[Exercise objective] Line by line, return the data exactly as shown.
* * *
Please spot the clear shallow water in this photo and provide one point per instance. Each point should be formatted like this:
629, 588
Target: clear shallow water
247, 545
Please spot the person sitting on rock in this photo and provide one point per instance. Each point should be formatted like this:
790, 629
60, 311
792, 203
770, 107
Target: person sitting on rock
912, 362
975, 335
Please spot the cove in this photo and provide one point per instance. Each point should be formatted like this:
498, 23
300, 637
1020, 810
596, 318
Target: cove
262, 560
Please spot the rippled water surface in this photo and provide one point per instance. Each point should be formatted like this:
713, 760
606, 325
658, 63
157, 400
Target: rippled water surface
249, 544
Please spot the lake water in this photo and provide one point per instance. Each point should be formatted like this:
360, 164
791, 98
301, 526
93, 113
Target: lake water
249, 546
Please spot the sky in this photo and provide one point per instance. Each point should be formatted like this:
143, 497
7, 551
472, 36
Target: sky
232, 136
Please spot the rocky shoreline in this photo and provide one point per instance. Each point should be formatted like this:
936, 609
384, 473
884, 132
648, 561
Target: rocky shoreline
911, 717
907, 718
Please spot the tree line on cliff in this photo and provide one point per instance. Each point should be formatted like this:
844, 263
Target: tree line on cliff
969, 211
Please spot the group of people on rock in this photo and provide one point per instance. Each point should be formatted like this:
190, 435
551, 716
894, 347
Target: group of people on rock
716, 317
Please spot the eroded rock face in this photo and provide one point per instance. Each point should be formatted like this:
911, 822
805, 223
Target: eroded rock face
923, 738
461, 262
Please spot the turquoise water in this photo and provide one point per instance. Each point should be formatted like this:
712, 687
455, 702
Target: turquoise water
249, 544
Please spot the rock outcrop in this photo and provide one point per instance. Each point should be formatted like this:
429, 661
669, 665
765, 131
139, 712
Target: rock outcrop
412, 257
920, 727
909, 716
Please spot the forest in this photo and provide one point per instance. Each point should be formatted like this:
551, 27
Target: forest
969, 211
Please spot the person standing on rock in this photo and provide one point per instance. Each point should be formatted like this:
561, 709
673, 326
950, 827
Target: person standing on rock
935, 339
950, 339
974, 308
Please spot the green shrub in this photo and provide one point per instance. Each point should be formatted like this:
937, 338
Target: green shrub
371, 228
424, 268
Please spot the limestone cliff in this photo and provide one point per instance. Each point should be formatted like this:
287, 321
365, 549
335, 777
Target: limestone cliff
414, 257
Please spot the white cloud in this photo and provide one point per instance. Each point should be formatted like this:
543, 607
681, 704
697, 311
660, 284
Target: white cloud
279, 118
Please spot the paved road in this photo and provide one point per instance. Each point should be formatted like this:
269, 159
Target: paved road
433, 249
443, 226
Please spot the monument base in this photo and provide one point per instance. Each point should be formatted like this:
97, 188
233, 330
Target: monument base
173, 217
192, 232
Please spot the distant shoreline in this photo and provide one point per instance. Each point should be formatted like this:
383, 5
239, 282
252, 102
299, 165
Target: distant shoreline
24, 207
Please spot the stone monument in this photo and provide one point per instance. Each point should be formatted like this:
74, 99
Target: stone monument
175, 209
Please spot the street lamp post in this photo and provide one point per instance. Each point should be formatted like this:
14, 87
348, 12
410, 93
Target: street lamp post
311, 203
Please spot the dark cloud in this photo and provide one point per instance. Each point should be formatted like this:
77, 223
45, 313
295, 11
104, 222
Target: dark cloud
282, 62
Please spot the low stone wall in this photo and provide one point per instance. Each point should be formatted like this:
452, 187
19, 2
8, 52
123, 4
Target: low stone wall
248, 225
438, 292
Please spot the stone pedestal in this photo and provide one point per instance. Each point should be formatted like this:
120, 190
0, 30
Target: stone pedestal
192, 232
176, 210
* * *
[Written response]
Please spot the clear shallow water in this photo and provide one point per instance. Each point should be formatted like this:
629, 588
Target: clear shallow water
247, 545
Please spot the person sitting on rock in this photo and provide one point per instance. Each point should be formatted like this:
790, 629
60, 311
792, 203
770, 107
Target: person sitting on rock
912, 362
975, 335
Please spot the cove in this photo and provide one point per instance. Each point should be formatted like this:
498, 23
300, 637
1020, 810
596, 318
Target: cove
262, 560
Please spot the rippled water surface in this photo and provide one point per instance. Each point should be formatted like this:
713, 760
606, 325
658, 63
157, 400
Target: rippled water surface
249, 544
Please spot the lake water in this photo and provide one point per instance. Each point should be formatted like this:
360, 164
791, 98
301, 526
93, 113
Target: lake water
249, 546
Please spot the sky in this photo and provide one point per instance. Each point should be formatted like this:
143, 497
7, 551
472, 36
Target: sky
232, 136
Please spot the rocky shoreline in this photo and provide one point per instance. Each point should be formatted like this:
936, 609
384, 473
884, 132
648, 561
Target: rocky shoreline
911, 717
907, 718
Please spot the tree line on cliff in this photo and provide one point per instance. Each point should be formatted like this:
844, 263
Target: tree line on cliff
969, 211
Please spot the group of people on rock in this photo and provide one point per instance. Each point should be formatted like this:
190, 435
551, 716
894, 347
Target: group of people on rock
716, 317
Please spot the eroded rock face in this photo and provide one point per instance. Each point should be formatted like this:
911, 822
805, 223
Target: eroded rock face
923, 738
461, 262
Please spot the turquoise water in this photo and provide one point per instance. Each point should be formatted like this:
712, 687
455, 702
Target: turquoise water
249, 544
Please spot the rock outcrop in this photo and provide one point per instance. Each point should be formatted like this:
429, 661
669, 665
765, 131
139, 712
Target: rock outcrop
412, 257
920, 727
909, 716
Please spot the forest in this photo and provide one point per instance. Each point should be formatted like this:
551, 27
Target: forest
969, 211
Please spot the person standing on rock in this photo and provide one point per instance. Each point should be formatted like this:
561, 709
673, 326
950, 827
Target: person standing on rock
935, 339
950, 339
974, 308
Please spot the green shrub in this photo and provide one point per instance. Each point should be formatted like this:
937, 338
Target: green shrub
371, 228
424, 268
Please spot the limestone cliff in this photo and provide one point per instance. Each point should be formatted like this:
287, 321
365, 549
335, 777
Target: limestone cliff
414, 257
Please spot the white cloud in this photo and provide one point per instance. Each point should be formatted like this:
543, 607
681, 704
697, 311
660, 284
Target: white cloud
279, 118
Please spot the paved road in this photo and provide one point per instance. Each point should be formatted like this:
269, 159
Target: paved road
433, 249
443, 226
Please spot the monument base in this photo and provide one point per instance. Each point should be formatted like this:
97, 188
233, 330
Target: monument base
173, 217
192, 232
Please spot the distant shoreline in this photo and provide one point per instance. Each point should be formatted like this:
383, 5
239, 282
252, 102
299, 165
Target: distant shoreline
24, 207
Please spot the stone monument in this photo and provide one point per instance. Each point should be formatted like this:
74, 99
Target: stone monument
175, 209
Please spot the street lamp post in this photo and provide one point per instance. Each point should be formatted like this:
14, 87
348, 12
410, 93
Target: street lamp post
311, 203
Please spot the dark cloud in this photo and provide one point per instance. Each point should be formatted like this:
77, 223
45, 313
295, 11
104, 222
Target: dark cloud
282, 62
Please spot the low stone wall in this photo and provide one point per instance. Each point should be formatted like this:
452, 187
19, 2
8, 52
123, 4
Target: low stone wall
248, 225
438, 292
Please spot the stone pedestal in this photo and provide one point per instance. Each point should be formatted like this:
120, 190
0, 30
Target: stone pedestal
192, 232
176, 210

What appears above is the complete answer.